--- Page extract ---
========================
The Treaty Trader (E-1) or Treaty Investor (E-2) visa is for a national of a country with which the United States (U.S.) maintains a treaty of commerce and navigation who is coming to the U.S. to carry on substantial trade, including trade in services or technology, principally between the U.S. and the treaty country, or to develop and direct the operations of an enterprise in which the national has invested, or is in the process of investing a substantial amount of capital, under the provisions of the Immigration and Nationality Act. For a list of participating countries, select Treaty Countries.

Requirements: Treaty Trader

Treaty trader applicants must meet specific requirements to qualify for a treaty trader (E-1) visa under immigration law. The consular officer will determine whether a treaty trader applicant qualifies for a visa.

  • The applicant must be a national of a treaty country.
  • The trading firm for which the applicant is coming to the U. S. must have the nationality of the treaty country.
  • The international trade must be "substantial" in the sense that there is a sizable and continuing volume of trade.
========================
--- Record list ---
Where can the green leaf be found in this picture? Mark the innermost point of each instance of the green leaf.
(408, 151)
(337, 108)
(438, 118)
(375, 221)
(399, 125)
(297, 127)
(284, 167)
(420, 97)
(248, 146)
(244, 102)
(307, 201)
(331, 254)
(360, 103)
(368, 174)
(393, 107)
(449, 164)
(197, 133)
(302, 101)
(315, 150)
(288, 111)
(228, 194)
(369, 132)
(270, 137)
========================
--- What is asked ---
**a)** Copy out all the records about the green leaf, with every point, word for word.
**b)** Carry the passage on treaty trader and investor visas onward from its last sentence.
The records have no link to the passage on treaty trader and investor visas.

--- Expected outputs ---
**a)**
Where can the green leaf be found in this picture? Mark the innermost point of each instance of the green leaf.
(408, 151)
(337, 108)
(438, 118)
(375, 221)
(399, 125)
(297, 127)
(284, 167)
(420, 97)
(248, 146)
(244, 102)
(307, 201)
(331, 254)
(360, 103)
(368, 174)
(393, 107)
(449, 164)
(197, 133)
(302, 101)
(315, 150)
(288, 111)
(228, 194)
(369, 132)
(270, 137)

**b)**
  • The trade must be principally between the U.S. and the treaty country, which is defined to mean that more than 50 percent of the international trade involved must be between the U.S. and the country of the applicant's nationality.
  • Trade means the international exchange of goods, services, and technology. Title of the trade items must pass from one party to the other.
  • The applicant must be employed in a supervisory or executive capacity, or possess highly specialized skills essential to the efficient operation of the firm. Ordinary skilled or unskilled workers do not qualify.

Requirements: Treaty Investor

Treaty investor applicants must meet specific requirements to qualify for a treaty investor (E-2) visa under immigration law. The consular officer will determine whether a treaty investor applicant qualifies for a visa.

  • The investor, either a real or corporate person, must be a national of a treaty country.
  • The investment must be substantial. It must be sufficient to ensure the successful operation of the enterprise. The percentage of investment for a low-cost business enterprise must be higher than the percentage of investment in a high-cost enterprise.
  • The investment must be a real operating enterprise. Speculative or idle investment does not qualify. Uncommitted funds in a bank account or similar security are not considered an investment.
  • The investment may not be marginal. It must generate significantly more income than just to provide a living to the investor and family, or it must have a significant economic impact in the U.S.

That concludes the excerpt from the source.